> [Latihan Soal]:
a: Ambil bagian kutipan berita tentang hoaks pembobolan SIPP, mulai dari "INDONESIANEWS – JAKARTA: Kepala" dan berakhir pada "terkait hal ini.", tanpa mengubah satu kata pun.
b: Tentukan apakah setiap pernyataan berikut sesuai dengan kutipan berita tentang hoaks pembobolan SIPP. Jawab ya atau tidak, lalu kutip kata-kata yang menentukan dari kutipan berita itu. (i) Pernyataan Awi Setiyono disampaikan di Kantor DivHumas Polri. (ii) Polri menyatakan bahwa tangkapan layar yang beredar sama dengan SIPP yang digunakan saat ini. (iii) Penyelidikan terhadap penyebar hoaks sudah selesai.
c: Jawab pertanyaan berikut berdasarkan kutipan berita tentang hoaks pembobolan SIPP.
(i) Apa jabatan Awi Setiyono?
(ii) Pada hari dan tanggal berapa pernyataan itu disampaikan?
(iii) Direktorat mana yang masih mengusut kasus ini?

> [Kutipan Berita]:
□ □ □ □

INDONESIANEWS – JAKARTA: Kepala Biro Penerangan Masyarakat Divisi Hubungan Masyarakat Polri, Brigadir Jenderal Polisi Awi Setiyono menegaskan kalau screen shot yang menyebut terjadi pembobolan Sistem Informasi Personel Polri (SIPP) yang tersebar di media sosial beda dengan sistem terkini. Maka dipastikan sekali lagi apa yang tersebar di media sosial adalah tidak benar alias hoax
“Hal tersebut merupakan hoax yang tidak terbukti. Polri sudah memastikan tidak ada pembobolan data SIPP karena variabel tangkapan layar yang beredar tidak sama dengan SIPP yang digunakan SSDM Polri saat ini,” kata dia di Kantor DivHumas Polri, Selasa 16 Juni 2020.
Dia menyebut Direktorat Tindak Pidana Siber Bareskrim Polri masih mengusut kasus ini. Polisi hendak mencari tahu maksud dan motif pelaku menyebar hoax terkait hal ini.
“Sampai dengan saat ini Dittipidsiber Bareskrim Polri masih melakukan pendalaman
dan penyelidikan terhadap pelaku serta motif dari penyebar hoax database SIPP
anggota Polri tersebut,” katanya lagi.

□ □ □ □

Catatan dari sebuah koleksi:
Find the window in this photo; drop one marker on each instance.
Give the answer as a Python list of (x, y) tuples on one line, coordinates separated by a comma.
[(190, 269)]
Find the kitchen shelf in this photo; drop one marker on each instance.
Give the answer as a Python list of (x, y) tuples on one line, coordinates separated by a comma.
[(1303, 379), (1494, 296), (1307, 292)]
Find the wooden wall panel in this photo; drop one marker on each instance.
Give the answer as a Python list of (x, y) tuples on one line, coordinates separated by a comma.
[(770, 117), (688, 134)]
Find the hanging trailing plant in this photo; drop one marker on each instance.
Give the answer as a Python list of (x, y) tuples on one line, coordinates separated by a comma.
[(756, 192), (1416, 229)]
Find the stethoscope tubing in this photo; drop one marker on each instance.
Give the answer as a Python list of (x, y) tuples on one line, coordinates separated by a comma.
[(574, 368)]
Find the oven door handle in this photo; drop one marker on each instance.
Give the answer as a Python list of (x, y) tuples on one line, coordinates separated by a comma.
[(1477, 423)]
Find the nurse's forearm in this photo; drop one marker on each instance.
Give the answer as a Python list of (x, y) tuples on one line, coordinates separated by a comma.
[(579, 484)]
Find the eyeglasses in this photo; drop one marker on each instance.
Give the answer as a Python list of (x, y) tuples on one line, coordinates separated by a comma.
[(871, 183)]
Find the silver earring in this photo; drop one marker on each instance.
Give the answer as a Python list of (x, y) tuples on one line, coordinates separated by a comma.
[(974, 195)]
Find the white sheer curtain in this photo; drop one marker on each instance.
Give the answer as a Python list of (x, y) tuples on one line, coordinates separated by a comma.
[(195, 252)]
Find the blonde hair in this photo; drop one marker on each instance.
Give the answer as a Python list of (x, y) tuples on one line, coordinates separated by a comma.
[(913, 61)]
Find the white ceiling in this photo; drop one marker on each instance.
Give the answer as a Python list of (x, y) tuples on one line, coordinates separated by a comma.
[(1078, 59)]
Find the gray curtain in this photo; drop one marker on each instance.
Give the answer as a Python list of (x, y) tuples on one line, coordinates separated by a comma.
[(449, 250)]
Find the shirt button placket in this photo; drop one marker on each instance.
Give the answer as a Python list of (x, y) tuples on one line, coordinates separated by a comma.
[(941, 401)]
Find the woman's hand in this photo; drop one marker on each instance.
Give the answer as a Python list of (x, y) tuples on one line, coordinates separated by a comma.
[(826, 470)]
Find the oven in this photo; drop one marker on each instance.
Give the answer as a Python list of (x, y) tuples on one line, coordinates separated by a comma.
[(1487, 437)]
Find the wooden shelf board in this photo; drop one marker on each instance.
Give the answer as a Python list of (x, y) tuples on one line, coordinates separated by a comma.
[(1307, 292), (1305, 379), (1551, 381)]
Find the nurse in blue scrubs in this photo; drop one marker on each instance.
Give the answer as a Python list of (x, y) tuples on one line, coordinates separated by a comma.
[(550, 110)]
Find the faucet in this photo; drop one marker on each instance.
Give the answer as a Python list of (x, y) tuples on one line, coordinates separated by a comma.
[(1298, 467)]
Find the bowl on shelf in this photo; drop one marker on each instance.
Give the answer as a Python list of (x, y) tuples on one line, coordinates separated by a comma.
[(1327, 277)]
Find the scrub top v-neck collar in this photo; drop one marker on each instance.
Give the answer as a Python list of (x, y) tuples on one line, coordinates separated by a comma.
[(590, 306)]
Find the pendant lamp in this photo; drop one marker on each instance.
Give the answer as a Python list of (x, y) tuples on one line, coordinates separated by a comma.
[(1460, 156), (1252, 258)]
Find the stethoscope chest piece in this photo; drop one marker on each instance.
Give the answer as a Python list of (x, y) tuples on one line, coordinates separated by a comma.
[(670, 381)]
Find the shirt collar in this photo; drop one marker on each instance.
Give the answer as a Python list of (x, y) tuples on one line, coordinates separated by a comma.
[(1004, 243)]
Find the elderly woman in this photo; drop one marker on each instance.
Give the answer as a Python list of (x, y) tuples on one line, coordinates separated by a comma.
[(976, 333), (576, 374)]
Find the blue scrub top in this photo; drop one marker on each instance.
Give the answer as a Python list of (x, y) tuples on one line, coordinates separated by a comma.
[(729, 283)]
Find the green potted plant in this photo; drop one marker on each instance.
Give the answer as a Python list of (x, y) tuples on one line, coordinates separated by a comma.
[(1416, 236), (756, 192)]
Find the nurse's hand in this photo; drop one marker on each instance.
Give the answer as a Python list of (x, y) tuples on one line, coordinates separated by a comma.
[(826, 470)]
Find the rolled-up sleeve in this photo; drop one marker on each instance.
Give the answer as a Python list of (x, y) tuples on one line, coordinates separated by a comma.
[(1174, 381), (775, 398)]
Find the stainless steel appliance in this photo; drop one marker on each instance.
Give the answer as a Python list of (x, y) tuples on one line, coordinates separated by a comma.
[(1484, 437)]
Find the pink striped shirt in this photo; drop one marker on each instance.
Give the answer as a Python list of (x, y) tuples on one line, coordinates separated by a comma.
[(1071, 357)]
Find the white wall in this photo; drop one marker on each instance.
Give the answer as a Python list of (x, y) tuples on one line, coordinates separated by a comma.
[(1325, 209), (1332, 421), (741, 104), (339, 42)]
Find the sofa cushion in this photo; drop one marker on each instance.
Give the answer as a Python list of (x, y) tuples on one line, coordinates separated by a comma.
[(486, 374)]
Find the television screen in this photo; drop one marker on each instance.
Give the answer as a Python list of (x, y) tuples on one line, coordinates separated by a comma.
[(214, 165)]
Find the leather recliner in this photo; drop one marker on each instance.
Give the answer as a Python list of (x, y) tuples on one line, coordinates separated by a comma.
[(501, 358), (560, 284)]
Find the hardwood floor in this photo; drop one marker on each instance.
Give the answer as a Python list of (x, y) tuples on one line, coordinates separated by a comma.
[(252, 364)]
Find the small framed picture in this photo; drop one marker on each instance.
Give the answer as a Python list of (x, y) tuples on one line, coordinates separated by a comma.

□ □ □ □

> [Jawaban per Tugas]:
a:
INDONESIANEWS – JAKARTA: Kepala Biro Penerangan Masyarakat Divisi Hubungan Masyarakat Polri, Brigadir Jenderal Polisi Awi Setiyono menegaskan kalau screen shot yang menyebut terjadi pembobolan Sistem Informasi Personel Polri (SIPP) yang tersebar di media sosial beda dengan sistem terkini. Maka dipastikan sekali lagi apa yang tersebar di media sosial adalah tidak benar alias hoax
“Hal tersebut merupakan hoax yang tidak terbukti. Polri sudah memastikan tidak ada pembobolan data SIPP karena variabel tangkapan layar yang beredar tidak sama dengan SIPP yang digunakan SSDM Polri saat ini,” kata dia di Kantor DivHumas Polri, Selasa 16 Juni 2020.
Dia menyebut Direktorat Tindak Pidana Siber Bareskrim Polri masih mengusut kasus ini. Polisi hendak mencari tahu maksud dan motif pelaku menyebar hoax terkait hal ini.

b:
(i) Ya: "kata dia di Kantor DivHumas Polri, Selasa 16 Juni 2020"
(ii) Tidak: "variabel tangkapan layar yang beredar tidak sama dengan SIPP yang digunakan SSDM Polri saat ini"
(iii) Tidak: "Sampai dengan saat ini Dittipidsiber Bareskrim Polri masih melakukan pendalaman"

c:
(i) Kepala Biro Penerangan Masyarakat Divisi Hubungan Masyarakat Polri.
(ii) Selasa, 16 Juni 2020.
(iii) Direktorat Tindak Pidana Siber Bareskrim Polri.